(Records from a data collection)
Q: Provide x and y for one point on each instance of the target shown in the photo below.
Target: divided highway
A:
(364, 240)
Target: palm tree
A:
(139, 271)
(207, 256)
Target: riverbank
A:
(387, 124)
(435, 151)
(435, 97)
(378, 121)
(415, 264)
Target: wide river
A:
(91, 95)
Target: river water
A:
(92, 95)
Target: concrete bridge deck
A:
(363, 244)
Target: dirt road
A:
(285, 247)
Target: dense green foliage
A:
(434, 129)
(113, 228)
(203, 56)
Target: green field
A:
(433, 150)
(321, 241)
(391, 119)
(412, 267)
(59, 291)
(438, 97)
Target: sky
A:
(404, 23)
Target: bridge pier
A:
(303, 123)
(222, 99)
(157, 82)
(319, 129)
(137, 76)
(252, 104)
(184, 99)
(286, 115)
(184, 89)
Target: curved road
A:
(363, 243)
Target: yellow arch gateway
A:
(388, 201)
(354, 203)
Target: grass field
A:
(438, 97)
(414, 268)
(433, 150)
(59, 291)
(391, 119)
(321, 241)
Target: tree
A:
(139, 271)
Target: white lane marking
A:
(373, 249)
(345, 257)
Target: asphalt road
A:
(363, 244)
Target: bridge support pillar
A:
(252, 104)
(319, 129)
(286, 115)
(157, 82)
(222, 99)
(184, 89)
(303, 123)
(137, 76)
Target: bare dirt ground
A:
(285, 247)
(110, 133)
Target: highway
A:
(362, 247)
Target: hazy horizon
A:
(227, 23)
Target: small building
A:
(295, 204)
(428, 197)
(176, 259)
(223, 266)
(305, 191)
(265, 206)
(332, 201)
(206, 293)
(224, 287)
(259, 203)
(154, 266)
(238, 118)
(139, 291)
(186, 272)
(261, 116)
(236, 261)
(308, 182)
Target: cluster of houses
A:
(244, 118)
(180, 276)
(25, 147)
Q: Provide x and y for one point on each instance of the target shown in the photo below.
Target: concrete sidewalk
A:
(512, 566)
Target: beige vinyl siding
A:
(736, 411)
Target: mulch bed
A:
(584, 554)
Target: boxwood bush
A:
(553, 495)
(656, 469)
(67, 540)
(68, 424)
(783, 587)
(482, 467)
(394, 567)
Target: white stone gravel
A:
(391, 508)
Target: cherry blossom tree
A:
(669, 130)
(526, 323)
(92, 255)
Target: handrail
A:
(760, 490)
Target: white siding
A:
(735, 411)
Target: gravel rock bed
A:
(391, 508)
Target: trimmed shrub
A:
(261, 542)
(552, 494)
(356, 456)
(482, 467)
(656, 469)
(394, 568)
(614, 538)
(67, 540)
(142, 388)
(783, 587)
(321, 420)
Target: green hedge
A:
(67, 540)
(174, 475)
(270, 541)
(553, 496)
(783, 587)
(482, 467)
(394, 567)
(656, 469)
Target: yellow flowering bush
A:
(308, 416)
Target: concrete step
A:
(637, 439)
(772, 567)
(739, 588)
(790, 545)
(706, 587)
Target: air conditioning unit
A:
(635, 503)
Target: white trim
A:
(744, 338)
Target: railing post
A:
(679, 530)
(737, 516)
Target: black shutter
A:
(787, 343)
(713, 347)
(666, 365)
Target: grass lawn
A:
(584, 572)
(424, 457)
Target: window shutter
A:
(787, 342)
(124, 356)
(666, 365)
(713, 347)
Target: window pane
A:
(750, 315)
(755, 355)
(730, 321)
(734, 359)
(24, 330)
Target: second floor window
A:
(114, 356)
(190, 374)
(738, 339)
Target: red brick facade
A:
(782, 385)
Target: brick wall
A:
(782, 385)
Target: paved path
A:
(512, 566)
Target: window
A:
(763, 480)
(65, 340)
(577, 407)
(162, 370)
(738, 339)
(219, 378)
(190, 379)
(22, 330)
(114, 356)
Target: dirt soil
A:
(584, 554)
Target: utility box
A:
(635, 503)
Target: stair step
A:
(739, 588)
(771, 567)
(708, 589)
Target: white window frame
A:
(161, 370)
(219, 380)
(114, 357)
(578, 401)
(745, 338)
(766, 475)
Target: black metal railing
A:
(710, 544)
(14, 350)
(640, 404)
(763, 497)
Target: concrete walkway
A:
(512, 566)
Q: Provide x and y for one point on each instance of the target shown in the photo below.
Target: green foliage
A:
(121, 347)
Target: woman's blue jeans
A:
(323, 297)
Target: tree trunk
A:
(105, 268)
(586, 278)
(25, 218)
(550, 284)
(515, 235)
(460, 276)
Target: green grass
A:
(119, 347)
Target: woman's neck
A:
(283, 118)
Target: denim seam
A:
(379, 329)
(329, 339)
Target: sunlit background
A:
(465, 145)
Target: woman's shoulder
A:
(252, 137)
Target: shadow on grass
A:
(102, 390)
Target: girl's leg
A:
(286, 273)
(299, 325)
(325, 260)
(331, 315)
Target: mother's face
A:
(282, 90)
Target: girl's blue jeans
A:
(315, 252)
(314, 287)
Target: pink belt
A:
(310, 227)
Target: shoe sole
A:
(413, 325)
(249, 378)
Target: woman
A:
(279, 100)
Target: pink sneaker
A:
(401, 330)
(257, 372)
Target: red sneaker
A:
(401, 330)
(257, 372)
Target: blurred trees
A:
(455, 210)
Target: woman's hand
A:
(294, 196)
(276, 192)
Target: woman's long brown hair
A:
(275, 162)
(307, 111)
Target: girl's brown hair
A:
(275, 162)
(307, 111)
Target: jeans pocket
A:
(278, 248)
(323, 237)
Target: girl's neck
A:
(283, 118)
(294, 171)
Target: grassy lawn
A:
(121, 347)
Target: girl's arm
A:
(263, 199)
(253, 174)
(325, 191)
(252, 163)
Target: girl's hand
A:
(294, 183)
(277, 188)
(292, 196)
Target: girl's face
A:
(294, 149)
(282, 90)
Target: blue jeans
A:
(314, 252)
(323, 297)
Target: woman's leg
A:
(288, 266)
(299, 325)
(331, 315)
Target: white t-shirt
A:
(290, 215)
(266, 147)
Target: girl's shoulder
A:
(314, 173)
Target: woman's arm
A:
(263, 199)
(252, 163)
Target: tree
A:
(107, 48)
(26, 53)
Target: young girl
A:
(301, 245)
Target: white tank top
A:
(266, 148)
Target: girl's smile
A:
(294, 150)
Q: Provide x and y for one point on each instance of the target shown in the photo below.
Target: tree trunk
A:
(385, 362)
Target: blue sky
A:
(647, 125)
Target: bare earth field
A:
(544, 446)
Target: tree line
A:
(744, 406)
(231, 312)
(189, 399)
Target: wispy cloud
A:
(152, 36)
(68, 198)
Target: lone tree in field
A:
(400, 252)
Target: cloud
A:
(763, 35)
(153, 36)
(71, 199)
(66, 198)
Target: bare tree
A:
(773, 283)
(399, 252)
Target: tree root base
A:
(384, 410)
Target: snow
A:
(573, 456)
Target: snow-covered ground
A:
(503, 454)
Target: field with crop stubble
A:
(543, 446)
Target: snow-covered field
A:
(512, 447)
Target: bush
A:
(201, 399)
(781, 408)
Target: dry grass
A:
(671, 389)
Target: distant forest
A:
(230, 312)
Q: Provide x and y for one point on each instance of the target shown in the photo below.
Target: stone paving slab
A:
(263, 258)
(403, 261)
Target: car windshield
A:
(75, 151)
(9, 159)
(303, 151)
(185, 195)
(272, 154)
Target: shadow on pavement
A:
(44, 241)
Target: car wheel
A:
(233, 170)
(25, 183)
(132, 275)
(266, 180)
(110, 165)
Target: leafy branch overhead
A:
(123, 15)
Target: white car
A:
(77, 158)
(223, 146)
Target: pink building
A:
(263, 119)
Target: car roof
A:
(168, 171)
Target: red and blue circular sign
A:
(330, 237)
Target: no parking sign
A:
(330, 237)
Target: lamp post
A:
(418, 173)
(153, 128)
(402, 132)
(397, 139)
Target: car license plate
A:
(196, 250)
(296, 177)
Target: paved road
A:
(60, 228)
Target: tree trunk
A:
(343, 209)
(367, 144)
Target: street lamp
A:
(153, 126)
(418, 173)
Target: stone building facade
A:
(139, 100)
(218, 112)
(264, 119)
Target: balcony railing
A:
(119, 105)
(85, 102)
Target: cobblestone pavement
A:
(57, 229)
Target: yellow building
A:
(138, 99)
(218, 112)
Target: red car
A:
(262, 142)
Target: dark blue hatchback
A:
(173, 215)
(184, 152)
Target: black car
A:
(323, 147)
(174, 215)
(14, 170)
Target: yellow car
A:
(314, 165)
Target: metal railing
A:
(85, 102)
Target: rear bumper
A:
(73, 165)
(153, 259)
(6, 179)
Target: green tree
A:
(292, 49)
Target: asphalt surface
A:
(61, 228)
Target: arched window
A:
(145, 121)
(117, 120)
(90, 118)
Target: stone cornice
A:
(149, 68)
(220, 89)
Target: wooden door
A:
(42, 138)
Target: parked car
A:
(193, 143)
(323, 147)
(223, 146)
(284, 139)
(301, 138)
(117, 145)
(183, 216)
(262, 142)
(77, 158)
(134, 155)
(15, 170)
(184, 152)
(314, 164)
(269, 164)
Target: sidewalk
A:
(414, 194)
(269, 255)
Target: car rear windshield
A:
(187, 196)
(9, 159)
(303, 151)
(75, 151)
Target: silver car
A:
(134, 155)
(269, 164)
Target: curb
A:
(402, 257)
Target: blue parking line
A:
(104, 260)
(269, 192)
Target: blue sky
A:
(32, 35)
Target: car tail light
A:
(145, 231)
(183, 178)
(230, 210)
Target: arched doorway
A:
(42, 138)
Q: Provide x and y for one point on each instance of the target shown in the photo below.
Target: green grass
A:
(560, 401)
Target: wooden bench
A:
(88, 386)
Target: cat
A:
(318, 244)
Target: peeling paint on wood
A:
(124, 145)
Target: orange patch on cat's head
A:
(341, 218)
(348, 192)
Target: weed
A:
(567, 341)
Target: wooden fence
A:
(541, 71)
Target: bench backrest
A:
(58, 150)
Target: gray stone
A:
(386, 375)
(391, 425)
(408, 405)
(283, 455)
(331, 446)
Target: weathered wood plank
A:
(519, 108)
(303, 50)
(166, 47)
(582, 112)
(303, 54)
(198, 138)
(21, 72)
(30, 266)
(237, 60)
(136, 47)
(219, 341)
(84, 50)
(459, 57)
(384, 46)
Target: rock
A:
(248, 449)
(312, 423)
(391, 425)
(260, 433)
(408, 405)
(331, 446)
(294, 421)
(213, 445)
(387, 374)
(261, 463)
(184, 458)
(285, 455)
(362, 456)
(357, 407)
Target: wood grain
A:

» **EXERCISE REQUIREMENTS**
What you return should be exactly the lines above, starting at the one with "Target: arched window" and ending at the one with "Target: car tail light", and nothing else.

» **SOLUTION TO THE PROBLEM**
Target: arched window
A:
(145, 121)
(117, 120)
(90, 118)
Target: stone cornice
A:
(149, 68)
(220, 89)
Target: wooden door
A:
(42, 138)
Target: parked car
A:
(193, 143)
(323, 147)
(223, 146)
(284, 139)
(301, 138)
(117, 145)
(183, 216)
(262, 142)
(77, 158)
(134, 155)
(15, 170)
(184, 152)
(314, 164)
(269, 164)
Target: sidewalk
A:
(414, 194)
(269, 255)
Target: car rear windshield
A:
(187, 196)
(9, 159)
(303, 151)
(75, 151)
Target: silver car
A:
(134, 155)
(269, 164)
Target: curb
A:
(402, 257)
Target: blue parking line
A:
(104, 260)
(269, 192)
Target: blue sky
A:
(32, 35)
Target: car tail light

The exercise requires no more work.